Task requirements
Output every line of the items below as a JSON list of strings, with one string per line and blank lines omitted.

^^^^^^^^^^^^^^^^

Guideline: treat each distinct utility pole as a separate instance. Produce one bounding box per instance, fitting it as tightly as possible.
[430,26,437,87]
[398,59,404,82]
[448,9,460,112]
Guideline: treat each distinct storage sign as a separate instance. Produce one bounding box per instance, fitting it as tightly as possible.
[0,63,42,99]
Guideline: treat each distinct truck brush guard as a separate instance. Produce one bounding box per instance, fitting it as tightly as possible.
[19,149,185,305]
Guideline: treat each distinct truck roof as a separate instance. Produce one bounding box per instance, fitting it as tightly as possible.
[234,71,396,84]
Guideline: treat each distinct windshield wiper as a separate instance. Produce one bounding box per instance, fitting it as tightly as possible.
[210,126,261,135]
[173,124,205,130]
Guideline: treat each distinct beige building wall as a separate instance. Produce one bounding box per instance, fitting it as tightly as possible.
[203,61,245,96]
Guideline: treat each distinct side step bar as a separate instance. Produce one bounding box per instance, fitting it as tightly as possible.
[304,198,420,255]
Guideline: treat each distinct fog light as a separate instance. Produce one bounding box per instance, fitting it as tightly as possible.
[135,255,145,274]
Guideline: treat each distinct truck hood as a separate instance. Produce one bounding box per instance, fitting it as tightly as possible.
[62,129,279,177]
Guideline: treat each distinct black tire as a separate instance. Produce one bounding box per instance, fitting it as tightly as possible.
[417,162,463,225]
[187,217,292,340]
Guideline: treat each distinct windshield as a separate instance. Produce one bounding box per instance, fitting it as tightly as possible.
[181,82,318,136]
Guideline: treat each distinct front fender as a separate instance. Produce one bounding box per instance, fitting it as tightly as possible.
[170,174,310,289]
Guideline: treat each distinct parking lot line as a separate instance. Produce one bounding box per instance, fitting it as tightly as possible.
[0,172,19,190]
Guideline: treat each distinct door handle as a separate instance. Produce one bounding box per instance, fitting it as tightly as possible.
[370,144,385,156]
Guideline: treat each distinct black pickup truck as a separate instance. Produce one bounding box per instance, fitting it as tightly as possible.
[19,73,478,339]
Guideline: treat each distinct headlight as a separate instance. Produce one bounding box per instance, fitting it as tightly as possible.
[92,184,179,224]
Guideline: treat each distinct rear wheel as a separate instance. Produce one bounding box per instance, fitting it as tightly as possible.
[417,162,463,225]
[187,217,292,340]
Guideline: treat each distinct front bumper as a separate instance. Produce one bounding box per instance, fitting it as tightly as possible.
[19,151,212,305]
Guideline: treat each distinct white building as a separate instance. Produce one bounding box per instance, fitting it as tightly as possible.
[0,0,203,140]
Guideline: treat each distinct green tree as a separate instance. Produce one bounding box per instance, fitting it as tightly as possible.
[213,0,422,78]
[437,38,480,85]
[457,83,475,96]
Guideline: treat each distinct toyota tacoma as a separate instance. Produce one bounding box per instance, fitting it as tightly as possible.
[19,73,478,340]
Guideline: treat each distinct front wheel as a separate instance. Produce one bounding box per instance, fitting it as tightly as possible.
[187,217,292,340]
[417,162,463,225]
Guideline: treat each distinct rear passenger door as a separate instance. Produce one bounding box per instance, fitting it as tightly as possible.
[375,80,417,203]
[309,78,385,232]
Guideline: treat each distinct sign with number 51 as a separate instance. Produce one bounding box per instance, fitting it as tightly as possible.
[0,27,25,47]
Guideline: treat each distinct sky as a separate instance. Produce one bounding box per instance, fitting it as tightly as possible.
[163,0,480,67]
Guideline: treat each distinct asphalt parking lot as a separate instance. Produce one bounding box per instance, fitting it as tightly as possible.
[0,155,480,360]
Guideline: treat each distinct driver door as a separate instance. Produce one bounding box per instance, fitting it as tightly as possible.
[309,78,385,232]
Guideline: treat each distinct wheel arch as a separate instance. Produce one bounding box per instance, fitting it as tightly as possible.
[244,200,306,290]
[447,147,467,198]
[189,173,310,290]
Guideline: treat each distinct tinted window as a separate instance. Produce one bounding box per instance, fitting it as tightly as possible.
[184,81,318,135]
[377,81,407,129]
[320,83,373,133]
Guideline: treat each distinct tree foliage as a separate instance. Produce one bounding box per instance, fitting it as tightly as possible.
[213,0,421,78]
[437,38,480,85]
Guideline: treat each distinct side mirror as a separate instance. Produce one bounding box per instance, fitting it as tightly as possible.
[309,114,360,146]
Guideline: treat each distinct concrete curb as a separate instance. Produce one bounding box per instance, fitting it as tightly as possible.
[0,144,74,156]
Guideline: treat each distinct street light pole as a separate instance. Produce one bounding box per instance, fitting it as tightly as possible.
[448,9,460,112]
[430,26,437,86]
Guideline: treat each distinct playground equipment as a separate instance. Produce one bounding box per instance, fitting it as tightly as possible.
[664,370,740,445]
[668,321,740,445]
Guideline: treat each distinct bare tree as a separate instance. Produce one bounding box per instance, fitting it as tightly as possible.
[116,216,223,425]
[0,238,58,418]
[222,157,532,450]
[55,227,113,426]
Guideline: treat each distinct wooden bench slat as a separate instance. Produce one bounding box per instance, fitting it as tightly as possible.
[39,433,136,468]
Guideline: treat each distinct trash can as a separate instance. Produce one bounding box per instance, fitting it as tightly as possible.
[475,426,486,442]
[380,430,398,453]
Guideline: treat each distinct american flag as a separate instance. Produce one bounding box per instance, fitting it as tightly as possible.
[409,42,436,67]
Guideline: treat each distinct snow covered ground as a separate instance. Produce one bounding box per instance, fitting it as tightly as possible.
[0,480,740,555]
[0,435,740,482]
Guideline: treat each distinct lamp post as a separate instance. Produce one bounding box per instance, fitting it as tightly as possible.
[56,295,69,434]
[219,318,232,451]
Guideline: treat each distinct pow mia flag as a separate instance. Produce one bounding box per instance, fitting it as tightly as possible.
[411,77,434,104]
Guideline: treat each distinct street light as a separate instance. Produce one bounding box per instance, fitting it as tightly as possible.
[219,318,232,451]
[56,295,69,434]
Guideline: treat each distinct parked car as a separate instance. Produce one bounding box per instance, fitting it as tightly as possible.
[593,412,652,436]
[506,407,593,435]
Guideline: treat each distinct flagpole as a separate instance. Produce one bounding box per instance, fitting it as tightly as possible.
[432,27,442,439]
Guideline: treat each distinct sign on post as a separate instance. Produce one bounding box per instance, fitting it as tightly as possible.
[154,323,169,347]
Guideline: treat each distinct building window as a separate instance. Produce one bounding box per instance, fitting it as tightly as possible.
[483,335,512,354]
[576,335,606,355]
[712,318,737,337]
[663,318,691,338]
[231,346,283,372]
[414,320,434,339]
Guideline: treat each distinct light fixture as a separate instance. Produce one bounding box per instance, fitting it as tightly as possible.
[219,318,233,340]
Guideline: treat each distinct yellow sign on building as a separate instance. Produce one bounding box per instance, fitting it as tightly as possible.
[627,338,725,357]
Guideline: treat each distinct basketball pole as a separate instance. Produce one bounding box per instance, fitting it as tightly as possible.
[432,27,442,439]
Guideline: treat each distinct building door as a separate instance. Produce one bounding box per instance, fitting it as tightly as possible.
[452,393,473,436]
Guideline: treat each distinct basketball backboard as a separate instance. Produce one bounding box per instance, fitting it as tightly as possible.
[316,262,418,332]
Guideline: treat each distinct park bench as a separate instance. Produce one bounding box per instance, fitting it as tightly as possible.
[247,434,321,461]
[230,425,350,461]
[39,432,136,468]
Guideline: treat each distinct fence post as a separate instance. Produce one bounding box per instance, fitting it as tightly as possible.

^^^^^^^^^^^^^^^^

Written response
[
  "Guideline: treat each distinct utility pole as a separate instance. Produce one bounding box per instance, fitting it as tightly as possible.",
  "[430,26,437,87]",
  "[398,59,404,82]",
  "[448,9,460,112]",
  "Guideline: treat each distinct storage sign as a separate instance. Produce one bounding box per instance, fitting it as tightly as possible.",
  "[0,63,42,99]",
  "Guideline: treat each distinct truck brush guard as a separate instance. Produce one bounding box per instance, fitting it as tightly as possible.",
  "[19,149,185,305]",
  "Guideline: treat each distinct truck roof as a separate instance. Produce one bounding box per instance, fitting it as tightly as possible.",
  "[234,71,396,84]",
  "Guideline: treat each distinct windshield wiper as a separate instance. Produce one bounding box per instance, fitting it as tightly as possible.",
  "[210,126,261,135]",
  "[173,124,205,130]",
  "Guideline: treat each distinct beige building wall as a separate instance. Produce one bounding box per instance, fitting it as tightly as possible.",
  "[203,61,245,96]",
  "Guideline: treat each distinct side step bar as a separate instance. Produce one bounding box per instance, fitting it as tightly as possible.",
  "[304,198,420,255]",
  "Guideline: treat each distinct fog light as a separate instance. Produce one bounding box per instance, fitting it as tightly as possible.",
  "[135,255,145,274]",
  "Guideline: treat each distinct truck hood as a separate instance. Produce one bounding box per instance, fitting it as tightly as possible.",
  "[62,129,279,177]",
  "Guideline: treat each distinct black tire as a separate instance. Produce one bounding box per instance, fitting it as tightly as possible.",
  "[417,162,463,225]",
  "[187,217,292,340]",
  "Guideline: treat each distinct windshield as a separate instance. Produce one bounding box per instance, fitting it as tightly as possible.",
  "[181,82,318,136]",
  "Guideline: treat each distinct front fender as a separate instance. Produce one bounding box per instance, fitting it as tightly as possible.",
  "[170,174,310,289]",
  "Guideline: treat each distinct parking lot line as a separate instance. Produce one bounding box per instance, fitting it as tightly as possible.",
  "[0,172,19,190]",
  "Guideline: treat each distinct door handle as a separate instance. Produce one bounding box per instance, fitting it as tightly as possible.",
  "[370,144,385,156]",
  "Guideline: treat each distinct black pickup truck as a separate instance. Produce one bounding box per instance, fitting it as tightly as possible.",
  "[19,73,478,339]",
  "Guideline: treat each distinct headlight as a separate instance. Produce one bounding box per instance, fitting it as tightly as possible.",
  "[92,184,179,224]",
  "Guideline: treat each distinct rear wheel as a separate instance. Produce one bounding box per instance, fitting it as tightly as possible.",
  "[417,162,463,225]",
  "[187,217,292,340]",
  "Guideline: treat each distinct front bumper as a separate instance. Produce one bounding box per instance, fitting it as tightly as possible.",
  "[19,151,212,305]",
  "Guideline: treat each distinct white building as a separate instance. Produce one bounding box per instance, fitting it as tightly as possible.",
  "[0,0,203,140]",
  "Guideline: treat each distinct green tree as a separate instance. Produce one bounding box per instance, fitting it as tightly as possible.",
  "[213,0,422,78]",
  "[437,38,480,85]",
  "[457,83,475,96]",
  "Guideline: treat each distinct toyota tacoma as a separate instance. Produce one bounding box per instance, fitting it as tightly as possible.",
  "[19,73,478,340]",
  "Guideline: treat each distinct front wheel as a separate instance. Produce one bounding box per instance, fitting it as tightly as possible.",
  "[187,217,292,340]",
  "[417,162,463,225]",
  "Guideline: treat each distinct rear passenger door as a separate instance. Produce one bounding box per instance, fitting it as tightly as possible.",
  "[375,80,417,203]",
  "[309,78,385,232]",
  "Guideline: treat each distinct sign with number 51 as a separate instance. Produce one bounding box per instance, fitting it as tightly as possible.",
  "[0,27,25,47]",
  "Guideline: treat each distinct sky as a separate instance. Produce one bounding box per instance, fitting it as tightly as possible.",
  "[163,0,480,67]",
  "Guideline: treat each distinct asphalt parking lot as a separate instance. Produce one bounding box per instance, fitting it as tightly as possible.",
  "[0,155,480,360]",
  "Guideline: treat each distinct driver door as a separate instance. Produce one bounding box per instance, fitting it as tightly as possible.",
  "[309,78,385,232]",
  "Guideline: treat each distinct wheel arch as a separate instance. Produce one bounding box per instance, fitting it as tightly as possible.",
  "[244,200,306,290]",
  "[447,147,467,198]",
  "[189,173,310,290]",
  "Guideline: treat each distinct tinted window as a separate instance. Produce one bounding box per instance, fitting it as tightly as possible.",
  "[184,81,318,135]",
  "[377,81,407,129]",
  "[320,83,373,133]",
  "Guideline: treat each distinct tree foliage as a separate instance. Produce one bounding box per instance, fitting it as tightly as possible.",
  "[213,0,421,78]",
  "[437,38,480,85]",
  "Guideline: treat each distinct side mirror as a separate instance. Produce one bounding box per instance, fitting it as tightly as possible.",
  "[309,114,360,146]",
  "Guideline: treat each distinct concrete curb as a separate instance. Produce one bounding box per instance, fitting it as tightly as possible.",
  "[0,144,74,156]",
  "Guideline: treat each distinct street light pole as a separate instance. Produce one bounding box per instance, fitting it as tightly as possible.",
  "[448,9,460,112]",
  "[430,26,437,86]",
  "Guideline: treat each distinct playground equipment as a separate instance. Produce one bounding box per instance, fitting it as tightly as possible.",
  "[664,370,740,445]",
  "[668,321,740,445]",
  "Guideline: treat each distinct bare tree as a separate instance. Produce one bounding box per instance, fitting it as tightly as possible.",
  "[116,216,223,425]",
  "[0,238,58,418]",
  "[222,157,532,450]",
  "[55,227,113,426]",
  "Guideline: treat each distinct wooden bench slat as a separate instance. Produce one bounding box per instance, fitting it as tightly as possible.",
  "[39,433,136,468]",
  "Guideline: treat each distinct trash can as a separate instance. Produce one bounding box per instance, fitting it as tightly as possible.",
  "[475,426,486,442]",
  "[380,430,398,453]",
  "Guideline: treat each distinct american flag as a separate instance. Produce one bounding box per instance, fitting it as tightly as possible.",
  "[409,42,436,67]",
  "Guideline: treat each distinct snow covered ground as a separate instance. Produce one bounding box per instance, fitting it as tightly as possible.",
  "[0,480,740,555]",
  "[0,435,740,482]",
  "Guideline: treat each distinct lamp post as a separate instance. Produce one bounding box per instance, fitting it as tightly as possible.",
  "[56,295,69,434]",
  "[219,318,232,451]",
  "Guideline: treat each distinct pow mia flag as a separate instance. Produce one bounding box per instance, fitting it as tightly as possible.",
  "[411,77,434,104]",
  "Guideline: treat each distinct street light as a separate instance. Produce one bounding box per instance, fitting it as tightly as possible.",
  "[219,318,232,451]",
  "[56,295,69,434]",
  "Guideline: treat each distinct parked car as a separate instance. Produce one bounding box per instance, fitting it as tightly as possible.",
  "[593,412,652,436]",
  "[506,407,593,435]",
  "Guideline: treat each distinct flagpole as a separate instance. Produce one bounding box per instance, fitting it as tightly as possible.",
  "[432,27,442,439]",
  "Guideline: treat each distinct sign on post as a separate instance. Produce one bounding box per instance, fitting it as tightly as possible.",
  "[154,323,169,347]",
  "Guideline: treat each distinct building window as a separate instance. Produce one bounding box per instance, fitting it as tightly as possible.",
  "[483,335,512,354]",
  "[576,335,606,355]",
  "[712,318,737,337]",
  "[663,318,691,338]",
  "[231,346,283,372]",
  "[414,320,434,339]",
  "Guideline: treat each distinct light fixture as a separate instance. Produce one bounding box per instance, fitting it as tightly as possible.",
  "[219,318,233,340]",
  "Guideline: treat each distinct yellow sign on building as a separate instance. Produce one bounding box per instance, fitting it as tightly as possible.",
  "[627,338,725,357]",
  "Guideline: treat each distinct basketball pole as a separate instance. Produce one bounding box per instance, fitting it as tightly as possible.",
  "[432,27,442,439]",
  "Guideline: treat each distinct building door as a separate instance. Produce one bounding box per instance, fitting it as tightly as possible.",
  "[452,393,473,436]",
  "Guideline: treat each distinct basketball backboard as a separate instance. Produce one bounding box per instance, fitting it as tightly as possible.",
  "[316,262,418,332]",
  "Guideline: treat each distinct park bench as a separate instance. Produce one bounding box per instance, fitting it as tightly as possible.",
  "[247,434,321,461]",
  "[230,425,350,461]",
  "[39,432,136,468]",
  "Guideline: treat each distinct fence post as a separate instance. Produce one bounding box per instance, fitting it as tightly as possible."
]